*QUESTIONS TO ANSWER*:
1. In the passage on the Maya creation story, what was the name of the one who oversaw the job?
2. Retype part of the passage on the Maya creation story word for word, starting at "And this little" and ending at "There we go.".

*TEXT SECTION*:
========================================

And this little smidgeon, you know, we have a sentence here and a fragment there, and this is actually the longest text we have on a stone monument about the creation. It says 13.0.0.0.0 4 ajaw 3 k'ank'in. It was said in order the edge of the three stones placed, it was the end of the 13 b'ak'tun. And this guy oversaw the job. His name was the Six-Sky-Lord and the job is described in those three dots which I've left out, I'm afraid, is that one god places the stone on the sky, another one places it on the earth, another one places it in the sea. And those three stones...
Let's see now, where's the three stones here. I know that I have them. There we go.
This was a Maya hearth, three stones around a little fire pit; and when you're building a house, the first thing you do is you make a place to cook so that you can feed the builders while they finish the house. And so the three stones place is making a metaphor of house building as a metaphor of universe building. Does that make sense?

========================================

*STUDY MATERIAL*:
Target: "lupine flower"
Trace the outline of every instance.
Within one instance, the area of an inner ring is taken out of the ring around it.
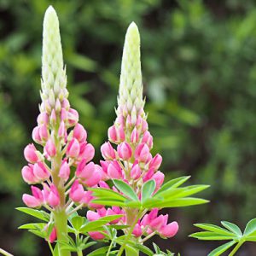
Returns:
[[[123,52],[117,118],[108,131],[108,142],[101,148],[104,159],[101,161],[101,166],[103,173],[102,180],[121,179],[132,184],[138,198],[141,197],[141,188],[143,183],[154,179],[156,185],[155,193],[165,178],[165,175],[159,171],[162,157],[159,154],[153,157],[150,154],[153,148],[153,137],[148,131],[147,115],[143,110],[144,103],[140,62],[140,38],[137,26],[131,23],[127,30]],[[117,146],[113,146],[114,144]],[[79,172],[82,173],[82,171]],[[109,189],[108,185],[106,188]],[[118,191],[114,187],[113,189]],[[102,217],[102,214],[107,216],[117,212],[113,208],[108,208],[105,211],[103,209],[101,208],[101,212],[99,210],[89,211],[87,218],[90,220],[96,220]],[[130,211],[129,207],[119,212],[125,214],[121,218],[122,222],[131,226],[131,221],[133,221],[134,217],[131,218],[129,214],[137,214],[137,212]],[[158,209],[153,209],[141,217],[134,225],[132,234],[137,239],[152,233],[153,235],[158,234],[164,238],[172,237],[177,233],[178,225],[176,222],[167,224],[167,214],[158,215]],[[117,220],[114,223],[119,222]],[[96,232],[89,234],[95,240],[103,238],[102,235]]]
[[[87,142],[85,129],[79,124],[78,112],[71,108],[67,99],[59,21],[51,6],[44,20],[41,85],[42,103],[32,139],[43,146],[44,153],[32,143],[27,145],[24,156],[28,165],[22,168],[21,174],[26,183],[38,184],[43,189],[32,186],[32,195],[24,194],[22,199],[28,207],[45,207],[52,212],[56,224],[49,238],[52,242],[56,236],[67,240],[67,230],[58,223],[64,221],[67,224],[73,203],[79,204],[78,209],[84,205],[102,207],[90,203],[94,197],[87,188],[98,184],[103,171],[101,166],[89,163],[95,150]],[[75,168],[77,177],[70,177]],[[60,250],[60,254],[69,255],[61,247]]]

========================================

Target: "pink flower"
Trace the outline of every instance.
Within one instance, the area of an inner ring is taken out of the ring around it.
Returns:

========================================

*ANSWERS FOR THIS EXERCISE*:
1. The Six-Sky-Lord.

2.
And this little smidgeon, you know, we have a sentence here and a fragment there, and this is actually the longest text we have on a stone monument about the creation. It says 13.0.0.0.0 4 ajaw 3 k'ank'in. It was said in order the edge of the three stones placed, it was the end of the 13 b'ak'tun. And this guy oversaw the job. His name was the Six-Sky-Lord and the job is described in those three dots which I've left out, I'm afraid, is that one god places the stone on the sky, another one places it on the earth, another one places it in the sea. And those three stones...
Let's see now, where's the three stones here. I know that I have them. There we go.